Given information Start Marker

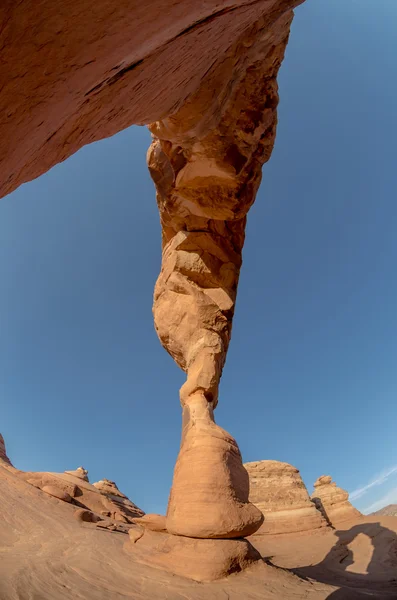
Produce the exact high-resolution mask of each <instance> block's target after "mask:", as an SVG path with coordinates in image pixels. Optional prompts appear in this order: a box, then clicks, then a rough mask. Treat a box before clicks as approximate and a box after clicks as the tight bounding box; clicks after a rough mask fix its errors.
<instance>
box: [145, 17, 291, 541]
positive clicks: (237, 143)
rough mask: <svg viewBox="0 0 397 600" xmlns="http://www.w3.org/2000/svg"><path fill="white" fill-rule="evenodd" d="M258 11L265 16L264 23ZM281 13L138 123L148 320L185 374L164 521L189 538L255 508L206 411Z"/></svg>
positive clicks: (248, 193)
mask: <svg viewBox="0 0 397 600" xmlns="http://www.w3.org/2000/svg"><path fill="white" fill-rule="evenodd" d="M269 19H273V22H270V21H269ZM291 19H292V12H291V11H287V12H285V11H284V12H282V13H280V14H278V15H276V14H273V15H271V16H269V15H268V16H267V17H266V19H265V18H264V19H263V20H262V21H260V22H257V23H256V24H255V25H253V26H252V27H251V28H250V30H247V31H246V34H245V36H244V38H242V39H239V40H238V41H237V42H236V43H235V45H234V46H233V47H232V48H231V49H230V53H229V56H228V58H227V59H226V60H225V61H224V63H222V64H221V65H217V66H216V68H214V69H213V70H212V71H211V65H209V73H210V74H209V75H208V78H207V79H206V80H205V85H204V84H203V86H202V87H201V88H200V89H199V90H198V92H197V93H196V95H195V96H194V97H193V98H192V99H191V100H190V101H189V102H188V103H187V104H185V105H183V107H182V108H181V109H179V110H178V111H176V112H175V113H174V114H173V115H172V116H171V117H169V118H167V119H165V120H163V121H159V122H156V123H153V124H152V125H151V126H150V127H149V128H150V130H151V132H152V135H153V142H152V144H151V146H150V149H149V151H148V167H149V171H150V173H151V176H152V178H153V180H154V182H155V185H156V190H157V203H158V207H159V212H160V220H161V226H162V241H163V250H162V267H161V273H160V275H159V278H158V280H157V283H156V287H155V293H154V307H153V313H154V321H155V327H156V330H157V333H158V336H159V338H160V341H161V343H162V345H163V346H164V348H165V349H166V350H167V351H168V352H169V354H170V355H171V356H172V357H173V359H174V360H175V362H176V363H177V364H178V365H179V366H180V367H181V368H182V369H183V370H184V371H185V372H186V376H187V377H186V382H185V383H184V385H183V386H182V388H181V390H180V400H181V404H182V410H183V425H182V443H181V448H180V453H179V456H178V459H177V463H176V466H175V471H174V479H173V484H172V490H171V494H170V499H169V504H168V510H167V519H166V527H167V530H168V531H169V532H170V533H174V534H178V535H183V536H187V537H194V538H240V537H242V536H245V535H251V534H253V533H254V532H255V531H256V530H257V529H258V528H259V527H260V525H261V523H262V521H263V515H262V513H261V512H260V511H259V510H258V509H257V508H256V507H255V506H254V505H252V504H251V503H250V502H249V500H248V495H249V480H248V474H247V472H246V470H245V469H244V467H243V464H242V458H241V454H240V451H239V448H238V445H237V443H236V441H235V440H234V439H233V438H232V436H231V435H229V434H228V433H227V432H226V431H224V430H223V429H221V428H220V427H219V426H218V425H216V423H215V421H214V409H215V408H216V405H217V402H218V389H219V381H220V377H221V374H222V369H223V366H224V364H225V359H226V353H227V350H228V346H229V342H230V337H231V330H232V320H233V315H234V309H235V302H236V293H237V285H238V279H239V273H240V268H241V263H242V258H241V256H242V248H243V244H244V235H245V225H246V217H247V213H248V210H249V208H250V207H251V206H252V204H253V202H254V200H255V196H256V193H257V190H258V188H259V184H260V181H261V169H262V165H263V163H264V162H266V161H267V160H268V159H269V157H270V154H271V151H272V148H273V144H274V138H275V132H276V121H277V117H276V107H277V104H278V93H277V82H276V75H277V72H278V69H279V67H280V64H281V61H282V58H283V54H284V50H285V45H286V42H287V39H288V32H289V25H290V21H291Z"/></svg>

Given information End Marker

About this task:
Every line of the records in which the string "rough" is found should be counted, and only the count returned.

Result:
2